# [GIVEN DATA]
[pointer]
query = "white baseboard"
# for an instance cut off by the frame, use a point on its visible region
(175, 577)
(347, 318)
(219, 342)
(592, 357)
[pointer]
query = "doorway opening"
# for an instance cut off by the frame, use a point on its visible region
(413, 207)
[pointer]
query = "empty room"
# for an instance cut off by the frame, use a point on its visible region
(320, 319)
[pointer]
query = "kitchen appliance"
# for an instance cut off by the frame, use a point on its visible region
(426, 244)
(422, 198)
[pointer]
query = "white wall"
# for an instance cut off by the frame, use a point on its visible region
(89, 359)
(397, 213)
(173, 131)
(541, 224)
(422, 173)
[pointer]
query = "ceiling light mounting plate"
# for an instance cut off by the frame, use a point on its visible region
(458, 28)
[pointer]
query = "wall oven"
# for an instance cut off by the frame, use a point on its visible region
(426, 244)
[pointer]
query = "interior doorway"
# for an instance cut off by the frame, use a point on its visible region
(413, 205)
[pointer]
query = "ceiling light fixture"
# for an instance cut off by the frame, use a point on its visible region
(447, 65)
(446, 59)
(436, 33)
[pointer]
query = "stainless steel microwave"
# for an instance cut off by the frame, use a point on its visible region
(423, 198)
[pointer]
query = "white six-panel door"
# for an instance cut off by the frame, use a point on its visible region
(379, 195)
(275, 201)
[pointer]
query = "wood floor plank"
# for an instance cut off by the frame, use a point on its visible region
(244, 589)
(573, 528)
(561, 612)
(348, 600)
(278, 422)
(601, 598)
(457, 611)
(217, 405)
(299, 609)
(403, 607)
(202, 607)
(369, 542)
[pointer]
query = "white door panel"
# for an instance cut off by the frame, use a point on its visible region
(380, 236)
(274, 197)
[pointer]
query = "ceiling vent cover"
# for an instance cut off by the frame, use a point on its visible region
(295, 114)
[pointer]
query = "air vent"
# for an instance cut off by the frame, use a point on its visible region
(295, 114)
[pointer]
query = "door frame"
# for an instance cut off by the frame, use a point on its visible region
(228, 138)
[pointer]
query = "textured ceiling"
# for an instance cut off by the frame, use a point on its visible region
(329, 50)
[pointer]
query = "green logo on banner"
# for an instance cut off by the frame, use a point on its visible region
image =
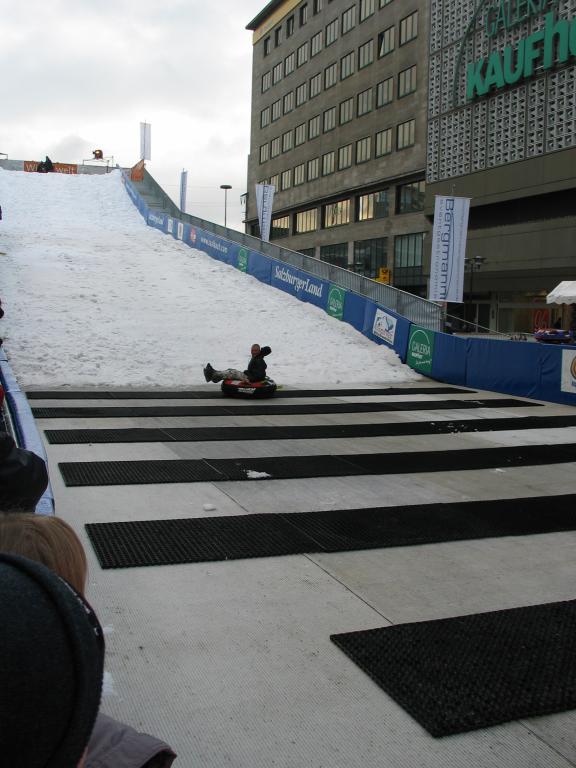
(243, 260)
(336, 297)
(420, 349)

# [PROBLEM]
Set down the material exactly, every line of it, except for the pictures.

# [FINAL ANSWER]
[pointer]
query = "white baseboard"
# for an instance cut off by the frame, use a point on its visible region
(175, 577)
(347, 318)
(219, 342)
(592, 357)
[pointer]
query = "doorway opening"
# for an instance cut off by the frame, use a point on its visible region
(413, 207)
[pointer]
query = "empty room"
# for an instance cut off by the frame, use a point on its visible region
(320, 319)
[pointer]
query = "kitchen appliance"
# for an instance cut off by the frame, use a point on its visible region
(426, 244)
(422, 198)
[pointer]
query = "white wall"
# for an instance cut off by the frame, use a point on its visible region
(89, 359)
(397, 213)
(173, 131)
(541, 224)
(422, 173)
[pointer]
query = "ceiling light mounting plate"
# for an instance cut off by the frame, use a point on its visible region
(458, 28)
[pointer]
query = "wall oven"
# for an instance cut off by the frame, use a point on its visible region
(426, 244)
[pointer]
query = "interior doorway"
# for an instance cut off by the frame, use a point on its visible region
(413, 205)
[pointer]
query = "ceiling light fixture"
# for an instance cut off by the frame, use a point on its visible region
(447, 65)
(446, 59)
(436, 33)
[pointer]
query = "stainless steel microwave"
# for an instance cut off by the frame, use a point on its visible region
(423, 198)
[pointer]
query = "white six-panel door"
# for an instance cut off by the frame, use a point on its visible region
(379, 195)
(275, 201)
[pointer]
query = "wood floor plank"
# for an instance cut off by the frame, use a point on its visible region
(244, 589)
(573, 528)
(561, 612)
(348, 600)
(278, 422)
(601, 598)
(457, 611)
(217, 405)
(299, 609)
(403, 607)
(202, 607)
(369, 542)
[pointer]
query = "white door panel"
# for an instance cut off by the frame, use a point on its visible region
(380, 236)
(274, 197)
[pointer]
query = "ceiling vent cover"
# for an instance cut off by the frame, use a point on its visible region
(295, 114)
[pointer]
query = "air vent"
# for an instance cut off by the frame, use a point on its visible region
(295, 114)
[pointer]
query = "door frame"
# for an instance cut off by the frame, use a point on its visible region
(228, 138)
[pointer]
query = "textured ceiling"
# for an instance cut off by the frame, use a point on its visible region
(329, 50)
[pointer]
query = "green logo on banner"
# for an instance cut off by the frame, use a point on its visible region
image =
(243, 260)
(336, 297)
(420, 349)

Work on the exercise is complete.